• **Source passage**:
+--

The recommended method of screening for cervical cancer in women before menopause is to do a Pap smear every 1 to 3 years. It is unclear whether continuing regular Pap smears in women after menopause is of value. Professional organizations' recommendations vary from continuing Pap smears throughout life to stopping them at age 65 in women whose Pap smears were previously normal. “False-positive” Pap smears are frequent in women after menopause; this means the test appears abnormal, but the woman does not have an important cervical problem. It makes sense to minimize the chances of false-positive test results because they lead to needless worry and follow-up testing. To complicate the issue, little is known about whether taking postmenopausal hormones influences Pap smear results.
To study the value of continuing to perform regular Pap smears after menopause for women with a recent normal test and to find out whether taking postmenopausal hormones influences the Pap smear results.
The study included 2561 women with a uterus and normal Pap smears at the start of the study. These women were participants in a larger study of heart disease and postmenopausal hormones.

+--

• **Actions to take**:
A: List every number that appears in the Pap smear passage, in the order they occur.
B: Output everything in the Pap smear passage from "To study the" down to "and postmenopausal hormones.", copied word for word.
C: Pick up the Pap smear passage after its last sentence and continue it.

+--

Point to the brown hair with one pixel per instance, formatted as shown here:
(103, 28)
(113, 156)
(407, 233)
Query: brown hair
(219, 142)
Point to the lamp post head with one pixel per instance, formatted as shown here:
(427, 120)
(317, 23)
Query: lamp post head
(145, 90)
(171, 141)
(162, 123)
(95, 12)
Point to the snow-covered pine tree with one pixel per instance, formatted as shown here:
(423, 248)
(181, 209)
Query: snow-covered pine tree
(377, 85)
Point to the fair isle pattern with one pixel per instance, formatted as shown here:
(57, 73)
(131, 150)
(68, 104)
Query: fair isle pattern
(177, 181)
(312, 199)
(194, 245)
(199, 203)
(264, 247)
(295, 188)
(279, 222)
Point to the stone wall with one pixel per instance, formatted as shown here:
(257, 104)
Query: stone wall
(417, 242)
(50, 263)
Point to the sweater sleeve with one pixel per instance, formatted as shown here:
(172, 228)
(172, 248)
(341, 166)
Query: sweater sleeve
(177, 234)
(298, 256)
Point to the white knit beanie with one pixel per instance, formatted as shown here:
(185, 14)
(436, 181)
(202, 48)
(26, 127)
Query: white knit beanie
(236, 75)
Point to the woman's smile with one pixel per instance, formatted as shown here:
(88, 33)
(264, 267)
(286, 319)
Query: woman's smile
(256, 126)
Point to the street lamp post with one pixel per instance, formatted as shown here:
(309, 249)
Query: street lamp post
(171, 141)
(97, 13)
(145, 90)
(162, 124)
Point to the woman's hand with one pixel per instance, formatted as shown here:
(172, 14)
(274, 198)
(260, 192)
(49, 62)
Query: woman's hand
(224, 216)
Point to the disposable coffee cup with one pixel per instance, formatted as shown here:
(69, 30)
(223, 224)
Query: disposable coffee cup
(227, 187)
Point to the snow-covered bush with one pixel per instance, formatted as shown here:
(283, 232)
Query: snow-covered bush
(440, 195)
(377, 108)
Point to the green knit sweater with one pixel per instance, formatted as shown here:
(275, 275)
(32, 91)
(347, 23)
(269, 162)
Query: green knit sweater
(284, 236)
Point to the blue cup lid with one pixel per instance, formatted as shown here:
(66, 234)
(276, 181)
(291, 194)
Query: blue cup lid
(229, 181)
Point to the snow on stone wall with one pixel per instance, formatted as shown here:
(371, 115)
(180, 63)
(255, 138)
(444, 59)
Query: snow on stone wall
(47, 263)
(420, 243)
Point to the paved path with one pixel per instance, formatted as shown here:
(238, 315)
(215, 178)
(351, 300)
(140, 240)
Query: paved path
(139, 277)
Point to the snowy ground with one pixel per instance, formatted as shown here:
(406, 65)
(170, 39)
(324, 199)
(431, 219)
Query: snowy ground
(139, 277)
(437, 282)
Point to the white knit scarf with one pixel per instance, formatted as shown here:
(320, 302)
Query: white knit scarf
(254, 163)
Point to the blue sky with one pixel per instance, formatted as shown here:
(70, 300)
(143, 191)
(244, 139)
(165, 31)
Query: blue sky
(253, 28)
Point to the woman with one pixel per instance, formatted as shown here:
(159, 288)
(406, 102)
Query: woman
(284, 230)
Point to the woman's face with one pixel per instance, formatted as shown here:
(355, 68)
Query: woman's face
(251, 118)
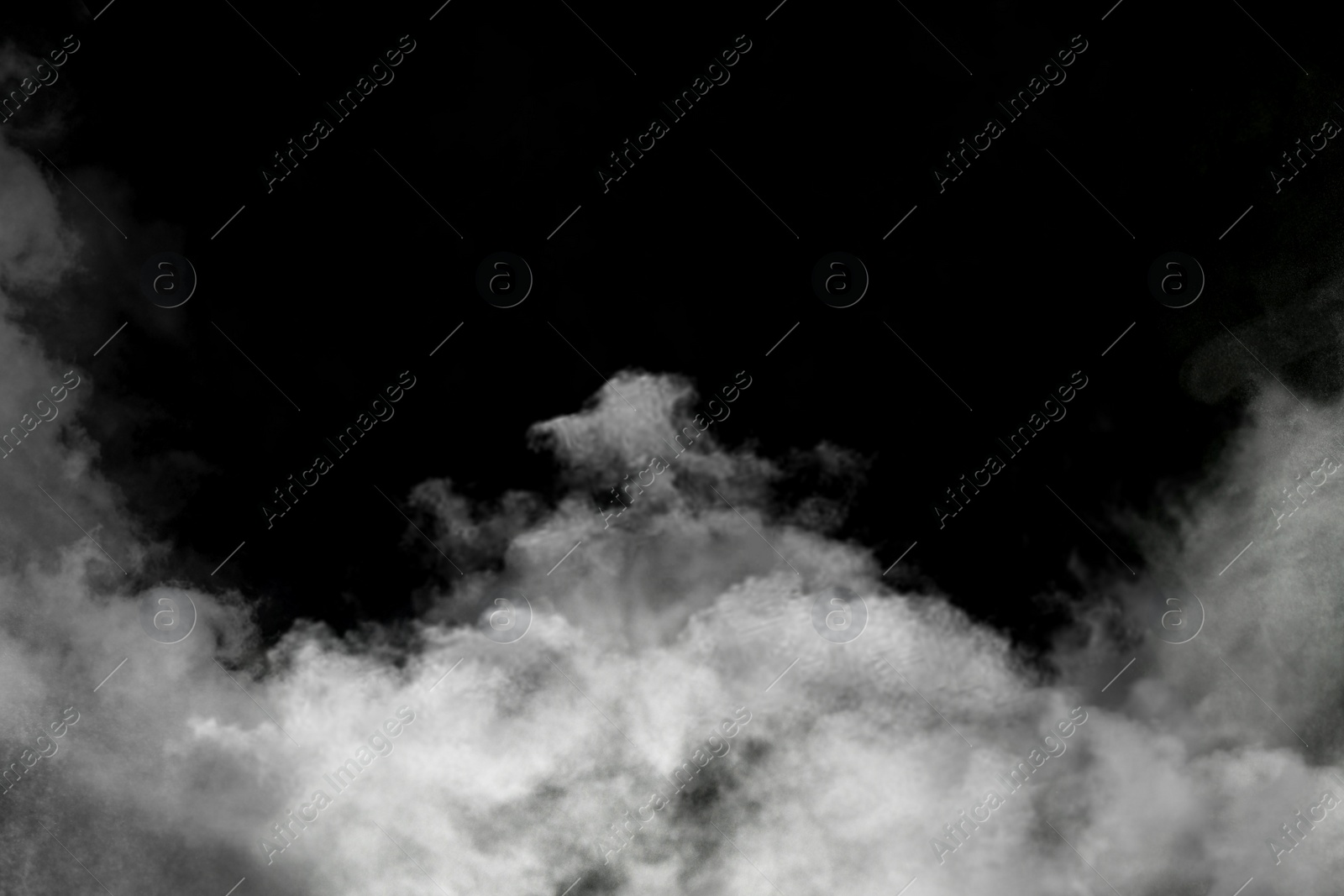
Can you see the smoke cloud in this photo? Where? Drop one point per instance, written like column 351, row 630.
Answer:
column 526, row 754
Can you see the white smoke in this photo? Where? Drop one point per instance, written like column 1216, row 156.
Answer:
column 694, row 604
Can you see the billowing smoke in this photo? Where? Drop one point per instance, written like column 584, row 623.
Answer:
column 654, row 689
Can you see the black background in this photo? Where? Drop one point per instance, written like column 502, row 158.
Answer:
column 1005, row 284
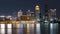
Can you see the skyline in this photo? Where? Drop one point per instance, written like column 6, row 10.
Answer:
column 10, row 7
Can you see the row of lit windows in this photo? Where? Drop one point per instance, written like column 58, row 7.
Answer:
column 30, row 28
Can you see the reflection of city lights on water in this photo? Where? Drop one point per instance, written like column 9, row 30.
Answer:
column 38, row 29
column 51, row 28
column 9, row 28
column 2, row 28
column 20, row 28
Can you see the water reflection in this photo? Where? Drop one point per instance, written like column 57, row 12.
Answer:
column 20, row 28
column 29, row 28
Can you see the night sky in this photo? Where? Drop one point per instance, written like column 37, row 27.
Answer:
column 11, row 7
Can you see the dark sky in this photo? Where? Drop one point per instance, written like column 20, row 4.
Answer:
column 11, row 7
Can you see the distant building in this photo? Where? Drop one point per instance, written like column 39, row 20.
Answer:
column 20, row 13
column 52, row 14
column 37, row 9
column 29, row 12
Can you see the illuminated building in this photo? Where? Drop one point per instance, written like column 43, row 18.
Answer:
column 33, row 15
column 37, row 9
column 29, row 12
column 20, row 13
column 52, row 14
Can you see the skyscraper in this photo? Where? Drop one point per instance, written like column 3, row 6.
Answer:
column 29, row 13
column 19, row 14
column 37, row 9
column 52, row 14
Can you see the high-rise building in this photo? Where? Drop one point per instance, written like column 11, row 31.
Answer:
column 52, row 14
column 29, row 12
column 20, row 13
column 37, row 9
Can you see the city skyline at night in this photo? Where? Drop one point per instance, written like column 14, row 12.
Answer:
column 11, row 7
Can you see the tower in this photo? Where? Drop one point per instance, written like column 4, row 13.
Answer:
column 19, row 14
column 29, row 12
column 37, row 9
column 52, row 14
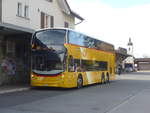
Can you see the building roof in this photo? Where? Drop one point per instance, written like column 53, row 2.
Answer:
column 66, row 9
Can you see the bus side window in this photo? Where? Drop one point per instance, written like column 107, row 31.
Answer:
column 71, row 64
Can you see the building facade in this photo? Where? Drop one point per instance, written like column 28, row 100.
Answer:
column 18, row 20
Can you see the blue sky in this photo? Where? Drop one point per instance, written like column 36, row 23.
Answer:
column 124, row 3
column 116, row 3
column 114, row 21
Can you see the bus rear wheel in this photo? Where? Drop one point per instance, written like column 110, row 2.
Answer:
column 79, row 82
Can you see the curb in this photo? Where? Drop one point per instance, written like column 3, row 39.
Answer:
column 14, row 90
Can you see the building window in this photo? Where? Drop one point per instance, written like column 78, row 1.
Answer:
column 26, row 11
column 66, row 25
column 46, row 20
column 19, row 11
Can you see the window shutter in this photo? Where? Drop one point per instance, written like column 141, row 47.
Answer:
column 52, row 21
column 42, row 20
column 66, row 25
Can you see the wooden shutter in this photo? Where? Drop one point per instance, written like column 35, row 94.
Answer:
column 52, row 21
column 42, row 20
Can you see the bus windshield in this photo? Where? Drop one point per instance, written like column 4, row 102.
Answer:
column 48, row 52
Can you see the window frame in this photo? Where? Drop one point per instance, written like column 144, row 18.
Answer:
column 19, row 9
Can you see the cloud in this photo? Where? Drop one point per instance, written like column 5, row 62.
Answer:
column 116, row 25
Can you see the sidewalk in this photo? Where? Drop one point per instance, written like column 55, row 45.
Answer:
column 13, row 88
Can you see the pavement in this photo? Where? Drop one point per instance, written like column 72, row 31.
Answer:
column 13, row 88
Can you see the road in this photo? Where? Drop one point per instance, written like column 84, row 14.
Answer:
column 129, row 93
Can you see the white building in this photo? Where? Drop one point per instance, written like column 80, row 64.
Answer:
column 20, row 18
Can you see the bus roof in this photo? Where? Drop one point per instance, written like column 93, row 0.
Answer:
column 68, row 29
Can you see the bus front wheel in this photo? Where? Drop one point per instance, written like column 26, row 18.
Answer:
column 79, row 82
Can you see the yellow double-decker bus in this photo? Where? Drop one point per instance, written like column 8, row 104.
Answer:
column 66, row 58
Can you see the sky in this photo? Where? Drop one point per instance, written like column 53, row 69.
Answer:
column 114, row 21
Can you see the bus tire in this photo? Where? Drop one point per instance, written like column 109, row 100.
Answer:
column 103, row 79
column 107, row 78
column 79, row 82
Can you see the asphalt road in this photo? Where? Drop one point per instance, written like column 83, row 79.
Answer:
column 129, row 93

+--

• **Responses**:
A: 1, 3, 65, 2561

B:
To study the value of continuing to perform regular Pap smears after menopause for women with a recent normal test and to find out whether taking postmenopausal hormones influences the Pap smear results.
The study included 2561 women with a uterus and normal Pap smears at the start of the study. These women were participants in a larger study of heart disease and postmenopausal hormones.

C:
Women in the study had Pap smears yearly during the study, and the researchers collected information about the results. They then determined what additional diagnostic tests were done to follow up on abnormal smears, and they determined the final outcome of the diagnostic evaluation; this allowed them to decide whether each abnormal result was a true- or false-positive one. Since all women were participating in a study of hormones, they received either hormone replacement (estrogen and progesterone) or placebo pills that looked like the hormones but contained no active ingredient.
Of the 4895 Pap smears done in the study, 110 were abnormal. Only 1 of these was true positive, however. Women taking hormones did not have a significantly higher frequency of abnormal Pap smears than women not taking hormones.
This study included women who were at low risk for cervical cancer and who had normal Pap smears at baseline. These findings do not apply to women at high risk for cervical cancer, those who have a history of abnormal Pap smears, or those who have never had Pap smears.
Regardless of whether women are taking postmenopausal hormones, continuing Pap smears after menopause for women who have a history of normal Pap smears appears to be of limited value. Most abnormal results in this group of women will prove to be false positive.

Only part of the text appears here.